• [Aim of the task]:
Update the material starting with the line that contains "can spout in" and going on through the line that contains "[(273, 74), (189, 241)]": write those lines out again with "single dot" changed to "single marker" throughout, keeping everything else the same.

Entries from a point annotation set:

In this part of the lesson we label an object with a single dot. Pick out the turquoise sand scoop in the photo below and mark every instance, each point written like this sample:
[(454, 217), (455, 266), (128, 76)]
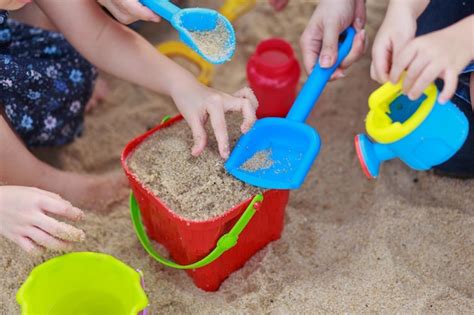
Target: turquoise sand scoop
[(290, 145), (206, 31)]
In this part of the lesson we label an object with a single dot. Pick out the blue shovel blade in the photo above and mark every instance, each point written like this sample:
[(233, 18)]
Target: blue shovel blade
[(192, 20), (292, 147)]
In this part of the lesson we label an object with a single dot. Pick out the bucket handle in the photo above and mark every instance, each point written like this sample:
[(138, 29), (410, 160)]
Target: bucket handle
[(225, 242)]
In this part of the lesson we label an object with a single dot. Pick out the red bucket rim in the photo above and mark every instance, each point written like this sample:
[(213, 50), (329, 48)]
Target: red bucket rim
[(217, 220)]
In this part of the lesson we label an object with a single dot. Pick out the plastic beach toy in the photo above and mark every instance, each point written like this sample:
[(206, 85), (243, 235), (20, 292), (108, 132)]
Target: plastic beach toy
[(225, 242), (293, 144), (231, 9), (421, 133), (213, 248), (193, 23), (82, 283), (273, 73)]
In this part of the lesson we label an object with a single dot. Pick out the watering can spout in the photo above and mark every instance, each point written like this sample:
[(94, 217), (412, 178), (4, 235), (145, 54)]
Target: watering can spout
[(371, 155)]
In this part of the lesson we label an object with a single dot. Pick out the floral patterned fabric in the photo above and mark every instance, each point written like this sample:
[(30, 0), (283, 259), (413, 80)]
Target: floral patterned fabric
[(44, 84)]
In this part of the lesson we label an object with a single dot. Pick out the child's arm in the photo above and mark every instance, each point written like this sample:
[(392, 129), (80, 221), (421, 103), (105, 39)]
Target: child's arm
[(442, 54), (397, 29), (129, 11), (117, 50), (24, 219)]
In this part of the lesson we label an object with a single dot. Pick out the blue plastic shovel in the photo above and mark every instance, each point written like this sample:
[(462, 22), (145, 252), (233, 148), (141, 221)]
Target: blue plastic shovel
[(292, 146), (195, 20)]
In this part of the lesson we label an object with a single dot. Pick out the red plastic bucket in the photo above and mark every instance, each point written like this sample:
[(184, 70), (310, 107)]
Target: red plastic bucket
[(273, 74), (189, 241)]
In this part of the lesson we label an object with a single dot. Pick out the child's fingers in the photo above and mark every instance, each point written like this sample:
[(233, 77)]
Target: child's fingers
[(310, 47), (328, 54), (429, 74), (44, 239), (29, 246), (413, 72), (381, 55), (135, 8), (450, 84), (62, 208), (217, 117), (357, 50), (47, 193), (249, 114), (360, 15), (401, 62), (248, 106), (247, 93), (338, 74), (199, 135), (60, 230)]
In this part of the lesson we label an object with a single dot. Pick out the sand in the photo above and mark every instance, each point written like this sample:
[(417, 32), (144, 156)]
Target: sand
[(213, 44), (402, 243), (261, 160), (197, 189)]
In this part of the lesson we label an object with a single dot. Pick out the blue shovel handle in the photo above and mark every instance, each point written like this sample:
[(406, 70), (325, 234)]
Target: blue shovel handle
[(318, 79), (163, 8)]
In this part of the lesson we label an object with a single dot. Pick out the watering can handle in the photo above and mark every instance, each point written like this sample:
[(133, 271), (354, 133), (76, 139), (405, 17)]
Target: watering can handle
[(225, 242), (163, 8), (318, 79)]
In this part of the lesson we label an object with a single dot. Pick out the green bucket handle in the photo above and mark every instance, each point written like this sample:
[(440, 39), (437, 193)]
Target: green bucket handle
[(225, 242)]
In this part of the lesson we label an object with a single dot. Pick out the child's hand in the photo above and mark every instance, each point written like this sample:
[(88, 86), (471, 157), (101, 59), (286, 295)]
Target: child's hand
[(278, 5), (321, 36), (24, 219), (129, 11), (442, 54), (197, 103)]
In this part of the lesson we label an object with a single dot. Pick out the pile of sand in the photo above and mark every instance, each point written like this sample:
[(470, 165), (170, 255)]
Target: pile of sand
[(214, 44), (195, 188), (403, 243)]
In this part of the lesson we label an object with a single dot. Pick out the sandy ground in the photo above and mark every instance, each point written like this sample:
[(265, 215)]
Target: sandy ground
[(403, 243)]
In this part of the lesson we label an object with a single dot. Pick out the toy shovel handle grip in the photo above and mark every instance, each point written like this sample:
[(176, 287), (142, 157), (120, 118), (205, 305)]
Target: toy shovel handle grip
[(163, 8), (318, 79), (225, 242)]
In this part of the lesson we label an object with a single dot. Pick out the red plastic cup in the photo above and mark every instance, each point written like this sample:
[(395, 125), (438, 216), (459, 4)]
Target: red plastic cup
[(273, 74), (188, 241)]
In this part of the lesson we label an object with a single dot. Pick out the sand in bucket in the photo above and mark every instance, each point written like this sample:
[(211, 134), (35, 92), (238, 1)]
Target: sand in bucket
[(196, 188)]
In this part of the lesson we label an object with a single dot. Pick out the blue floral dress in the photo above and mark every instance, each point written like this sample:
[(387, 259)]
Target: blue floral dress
[(44, 84)]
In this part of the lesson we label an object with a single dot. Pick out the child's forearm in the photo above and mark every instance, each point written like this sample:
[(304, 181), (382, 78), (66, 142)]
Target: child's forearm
[(112, 47), (416, 7)]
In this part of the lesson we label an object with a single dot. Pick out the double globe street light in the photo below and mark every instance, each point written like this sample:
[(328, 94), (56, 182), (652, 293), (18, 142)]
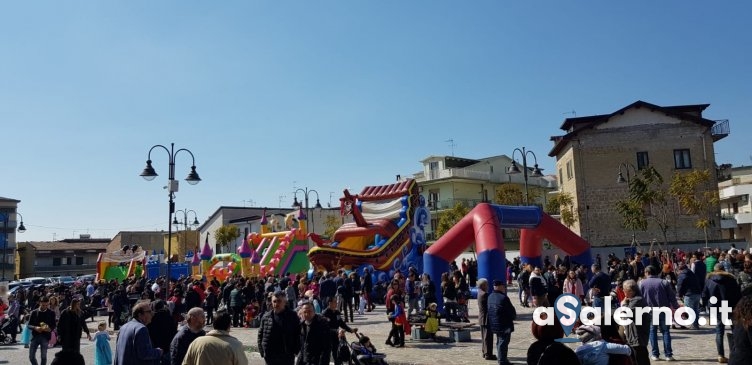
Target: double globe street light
[(172, 187), (21, 229), (296, 203), (514, 169)]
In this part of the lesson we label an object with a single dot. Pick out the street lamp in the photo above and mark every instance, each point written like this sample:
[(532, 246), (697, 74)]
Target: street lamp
[(21, 229), (172, 187), (620, 180), (296, 204), (516, 170), (187, 225)]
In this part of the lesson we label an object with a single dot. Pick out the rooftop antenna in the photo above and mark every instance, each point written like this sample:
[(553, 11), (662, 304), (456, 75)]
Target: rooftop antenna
[(451, 144)]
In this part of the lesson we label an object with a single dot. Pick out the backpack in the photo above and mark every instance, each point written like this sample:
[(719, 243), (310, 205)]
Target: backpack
[(343, 352)]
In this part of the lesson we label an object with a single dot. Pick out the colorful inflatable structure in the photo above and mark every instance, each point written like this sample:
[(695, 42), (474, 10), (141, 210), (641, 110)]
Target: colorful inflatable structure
[(387, 234), (119, 265), (267, 253), (483, 225)]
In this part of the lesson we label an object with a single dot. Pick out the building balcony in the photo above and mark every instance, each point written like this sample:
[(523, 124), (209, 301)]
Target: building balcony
[(460, 173), (450, 203), (720, 130), (743, 218), (728, 222)]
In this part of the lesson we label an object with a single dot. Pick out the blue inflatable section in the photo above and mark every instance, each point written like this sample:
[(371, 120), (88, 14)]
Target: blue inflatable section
[(517, 217), (492, 265)]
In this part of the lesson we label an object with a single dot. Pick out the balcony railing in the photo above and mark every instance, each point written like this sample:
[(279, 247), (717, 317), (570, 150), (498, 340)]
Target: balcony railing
[(720, 129), (450, 203), (495, 177)]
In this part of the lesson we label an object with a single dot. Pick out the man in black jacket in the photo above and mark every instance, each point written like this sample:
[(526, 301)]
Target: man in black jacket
[(162, 328), (721, 286), (279, 333), (193, 330), (314, 337), (70, 326), (688, 288), (486, 336), (501, 315), (41, 324), (334, 316)]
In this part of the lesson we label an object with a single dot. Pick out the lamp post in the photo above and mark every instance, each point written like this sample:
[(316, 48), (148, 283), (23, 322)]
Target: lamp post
[(21, 229), (185, 224), (514, 169), (296, 203), (621, 180), (172, 187)]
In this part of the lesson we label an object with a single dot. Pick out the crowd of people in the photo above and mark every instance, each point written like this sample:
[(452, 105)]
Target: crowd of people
[(305, 320), (699, 280)]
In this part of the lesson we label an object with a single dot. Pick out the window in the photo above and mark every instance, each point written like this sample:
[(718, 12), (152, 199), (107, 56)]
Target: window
[(682, 159), (433, 170), (642, 160), (433, 199)]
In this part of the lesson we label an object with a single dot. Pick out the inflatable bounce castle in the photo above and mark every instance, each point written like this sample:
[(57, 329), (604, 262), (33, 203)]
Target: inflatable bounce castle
[(261, 254)]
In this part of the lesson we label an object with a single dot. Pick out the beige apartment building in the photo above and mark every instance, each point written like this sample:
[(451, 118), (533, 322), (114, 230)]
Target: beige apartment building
[(734, 190), (595, 149), (446, 181)]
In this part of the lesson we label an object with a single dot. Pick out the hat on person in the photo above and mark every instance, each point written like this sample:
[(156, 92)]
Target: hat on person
[(588, 333)]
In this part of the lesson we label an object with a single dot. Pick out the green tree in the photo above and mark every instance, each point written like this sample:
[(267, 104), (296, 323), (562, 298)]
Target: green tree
[(331, 223), (448, 218), (694, 196), (647, 201), (563, 205), (509, 194), (226, 234)]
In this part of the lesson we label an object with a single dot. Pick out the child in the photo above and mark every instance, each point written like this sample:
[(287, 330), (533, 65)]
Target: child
[(102, 350), (399, 323), (369, 351), (432, 321), (343, 348), (26, 333), (250, 313), (363, 303)]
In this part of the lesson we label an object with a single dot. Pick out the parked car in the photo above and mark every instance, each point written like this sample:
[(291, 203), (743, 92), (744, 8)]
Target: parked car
[(65, 280), (86, 279)]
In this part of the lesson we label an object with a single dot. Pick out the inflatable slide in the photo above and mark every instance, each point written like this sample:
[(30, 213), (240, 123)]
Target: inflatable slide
[(483, 225), (385, 217)]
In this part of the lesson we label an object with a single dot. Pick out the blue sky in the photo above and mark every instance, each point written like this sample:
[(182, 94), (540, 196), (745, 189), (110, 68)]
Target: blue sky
[(326, 94)]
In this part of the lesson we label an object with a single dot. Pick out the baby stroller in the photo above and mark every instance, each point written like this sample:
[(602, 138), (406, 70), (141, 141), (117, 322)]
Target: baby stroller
[(7, 330), (362, 352)]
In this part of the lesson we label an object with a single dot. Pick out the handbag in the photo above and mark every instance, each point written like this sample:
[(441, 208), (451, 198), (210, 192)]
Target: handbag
[(53, 339)]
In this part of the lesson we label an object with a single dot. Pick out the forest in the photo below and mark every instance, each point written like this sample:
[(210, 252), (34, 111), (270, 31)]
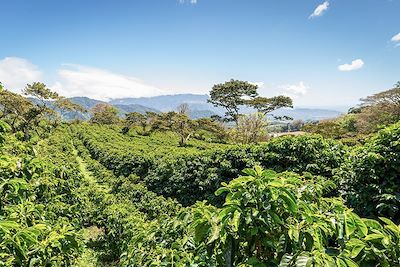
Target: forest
[(162, 189)]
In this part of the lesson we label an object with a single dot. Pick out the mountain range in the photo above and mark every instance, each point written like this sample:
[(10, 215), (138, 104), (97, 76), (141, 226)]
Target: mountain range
[(198, 105)]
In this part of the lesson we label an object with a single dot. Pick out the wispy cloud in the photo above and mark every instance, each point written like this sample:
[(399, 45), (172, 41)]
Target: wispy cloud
[(259, 84), (193, 2), (294, 90), (396, 39), (320, 10), (77, 80), (354, 65), (16, 72)]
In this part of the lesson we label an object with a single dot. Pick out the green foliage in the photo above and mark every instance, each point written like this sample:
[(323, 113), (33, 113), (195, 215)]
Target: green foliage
[(231, 95), (189, 178), (104, 113), (370, 176), (268, 219), (34, 229)]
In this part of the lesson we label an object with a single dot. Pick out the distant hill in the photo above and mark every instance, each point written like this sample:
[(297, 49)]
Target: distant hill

• [Solution to this exercise]:
In this part of the lesson we label an object with a single marker. Pick out the watering can spout in the photo above and mark every instance, each point written like this sample:
[(94, 217), (412, 178), (4, 235), (145, 54)]
Target: watering can spout
[(371, 155)]
In this part of the lesson we label an object with a single marker. Pick out the floral patterned fabric in the photo above and mark every instance, each point written like this sample:
[(30, 0), (283, 259), (413, 80)]
Target: floral patterned fabric
[(44, 84)]
In this part of the lesson we label an object with a single marker. Pick out the child's arm in the photo above and mark every instance, each point written like this sample:
[(392, 129), (80, 221), (421, 103), (105, 39)]
Target: child's arm
[(442, 54), (397, 29), (129, 11), (117, 50), (24, 219)]
In this part of the lesson we label an object with a single marker. Pick out the blue plastic shovel in the photo above and mark every instance, each point written like this sample:
[(462, 22), (145, 252), (233, 148), (141, 221)]
Target: blue plastic shovel
[(292, 146), (195, 20)]
In this part of the lesson we label an object with a single marker. Pick out the red plastic bucket in the photo above and mark every instance, each point written like this sample:
[(184, 70), (310, 107)]
Target: red plastic bucket
[(273, 74), (189, 241)]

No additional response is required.